**SELECTED EXCERPT**.
Are you getting her checked at the vets to ensure the babies that passed away haven't gave anything to Missy?


----------



## begoodtoanimals (Dec 6, 2007)

Sounds like a very unhappy rat that needs some TLC, patience and some ratty friends.
Just don't take the rejection personal but gently keep working with her. She is probably scared to death and has learned that biting keeps the danger at bay. If she bites, you have proceeded too fast with her training. 
Give her Yogie pieces, I know it's junk food but it's for the good cause.
Don't forget she only has a rat brain not a human.
I hope her friends will help her feel more content.


----------



## phaidraft (Apr 9, 2008)

Cheerios and peas are much more loved in this house than yogies, too.


----------



## Cate (Nov 12, 2007)

Shes obviously a bit scaredy; but thats ok because when she finally trusts you it'll be so rewarding, trust me.
On this webpage: http://www.dapper.com.au/articles.htm 
there is a section called 'Fuzzlet World' which you might consider following to help bond with your rat.

Two very good ways of getting your rat to feel safe around you are:
1. letting her run around in a small space (eg. the bathroom, or even the bath), then she can explore you in her own time. But don't try to touch her too much, it works best if you let the rat come to you, however long that takes.

**BRIEF**.
Extend the forum discussion about bonding with a frightened pet rat, beginning right after its last sentence.

**DATA LINES**.
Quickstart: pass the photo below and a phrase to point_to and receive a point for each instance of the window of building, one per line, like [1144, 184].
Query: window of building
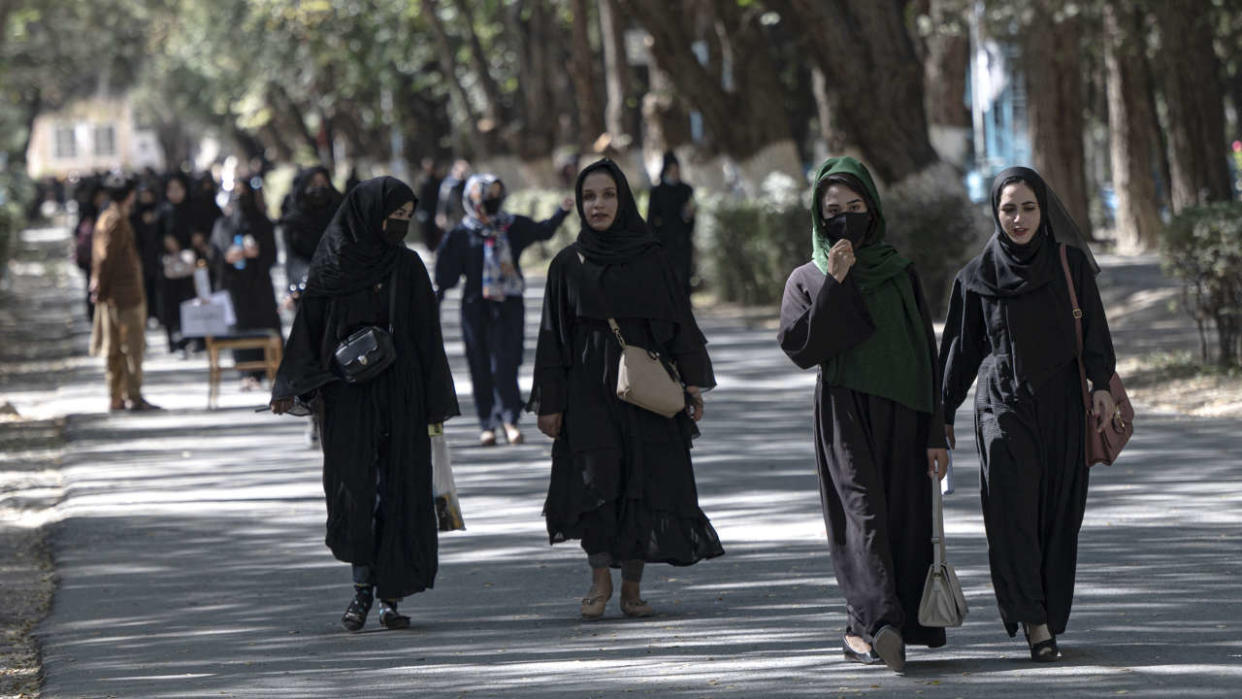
[104, 140]
[65, 145]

**RESPONSE FOR THIS EXERCISE**.
2. Wearing a huge warm hoodie or granny-style over-sized cardigan and letting her hideaway underneath it. I would stay standing up if you choose to do this though, so she can't jump out and escape.
Both of these work by letting the rat get used to your smell. 

Also, be careful not to 'invade' the cage trying to get her attention. Keep your distance as much as is practical, because at the moment her cage is her only safe place where she can relax without scary loud noises and new things attacking her. 

good luck, let me know how you get on.


----------



## tink_89817 (Aug 3, 2008)

trying to work with her hopefully getting her a playmate today


----------



## Stace87 (Jun 24, 2008)

tink_89817 said:


> trying to work with her hopefully getting her a playmate today


You need to do quarantine this time. Did you get Missy checked over?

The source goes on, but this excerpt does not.